### TASK PROMPT
Please return, word for word, the stretch of the data below from the line containing "Where can the tire" through the line containing "point(502, 261)", both included, and nothing else.

### INPUT ROWS
Start

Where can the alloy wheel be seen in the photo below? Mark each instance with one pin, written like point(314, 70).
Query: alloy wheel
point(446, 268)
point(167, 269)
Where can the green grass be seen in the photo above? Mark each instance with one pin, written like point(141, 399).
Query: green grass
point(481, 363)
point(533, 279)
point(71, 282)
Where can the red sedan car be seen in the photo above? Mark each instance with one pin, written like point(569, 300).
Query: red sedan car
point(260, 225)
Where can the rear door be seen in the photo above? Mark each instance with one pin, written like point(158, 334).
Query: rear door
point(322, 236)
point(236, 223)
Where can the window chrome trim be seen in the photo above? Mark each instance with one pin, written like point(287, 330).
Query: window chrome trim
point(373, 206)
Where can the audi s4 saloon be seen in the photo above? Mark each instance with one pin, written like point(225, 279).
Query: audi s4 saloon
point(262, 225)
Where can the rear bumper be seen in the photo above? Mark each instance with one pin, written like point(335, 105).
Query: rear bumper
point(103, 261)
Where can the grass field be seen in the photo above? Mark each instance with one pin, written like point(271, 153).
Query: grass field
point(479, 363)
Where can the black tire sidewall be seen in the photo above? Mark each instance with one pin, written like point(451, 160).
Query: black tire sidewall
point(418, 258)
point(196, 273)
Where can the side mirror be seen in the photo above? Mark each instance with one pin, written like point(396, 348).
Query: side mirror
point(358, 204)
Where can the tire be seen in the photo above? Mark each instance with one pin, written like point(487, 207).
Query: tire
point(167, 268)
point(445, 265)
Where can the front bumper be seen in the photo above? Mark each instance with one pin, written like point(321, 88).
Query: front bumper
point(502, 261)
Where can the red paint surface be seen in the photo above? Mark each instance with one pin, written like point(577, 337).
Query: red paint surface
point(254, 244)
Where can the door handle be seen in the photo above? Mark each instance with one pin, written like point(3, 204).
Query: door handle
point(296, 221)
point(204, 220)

End

### OUTPUT OF THE TASK
Where can the tire be seen in the photo above? Mark each instance with one pin, written like point(487, 207).
Query: tire
point(167, 268)
point(445, 265)
Where can the front bumper be seen in the photo above? Mark each instance with one pin, written like point(321, 88).
Query: front bumper
point(502, 261)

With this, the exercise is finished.